(EXTRACTED TEXT):
-- START --

I mean this is a bigger problem that needs in headers for `#ifdef` but
I do not think it is big enough to be a deal breaker.


> > `std::_30::string` and `std::_20::string` are two diffrent types. With
> > completely different name mangling.
>
> Sure. And they would be so today.
>
> > `std::string` is one of these two based on what context of `extern
> > "???"` is used.
>
> No. It's one thing only and never changes. As I said above, things that change
> depending on context are a recipe for trouble.
>

If every user needs to use this every day then yes, but most users
should never touch `extern`.
This is an expert level feature for handling multiple versions of ABI at once.
Most programs need only one.

> > And what version is `std::string` is controlled by the compiler as you
> > can now choose `-std=c++20` or `-std=c++23`.
>
> No, it should not change.
>
> And it should ESPECIALLY never be the -std= option. If you want an ABI-
> breaking option, choose something else. May I recommend the -x option, which
> selects the language?

It needs to do this when `-std=c++23` (or c++30) by p2028r0 breaks all mangling.
Beside `-x` do not allow easy mixing diffrent ABI as only one function
could need spec ABI.


>
> > Code NEED to behave differently and have different `std::string`
> > otherwise compiling old versions will be impossible.
>
> No, code needs to remain unchanged, otherwise recipe for trouble due to subtle
> bugs and incorrect things getting mixed. If my code is written for one
> language, don't make it be subtly different with another, which would then try
> to call non-existent functions in my shared library.

-- END --

(GIVEN MATERIAL):
-- START --

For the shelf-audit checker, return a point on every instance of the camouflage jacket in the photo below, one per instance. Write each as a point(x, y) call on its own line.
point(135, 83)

-- END --

(DO THIS):
Update the C++ ABI discussion from "I mean this" up to and including "recipe for trouble.", replacing "recipe for trouble" with "source of trouble".

(TASK SOLUTION):
I mean this is a bigger problem that needs in headers for `#ifdef` but
I do not think it is big enough to be a deal breaker.


> > `std::_30::string` and `std::_20::string` are two diffrent types. With
> > completely different name mangling.
>
> Sure. And they would be so today.
>
> > `std::string` is one of these two based on what context of `extern
> > "???"` is used.
>
> No. It's one thing only and never changes. As I said above, things that change
> depending on context are a source of trouble.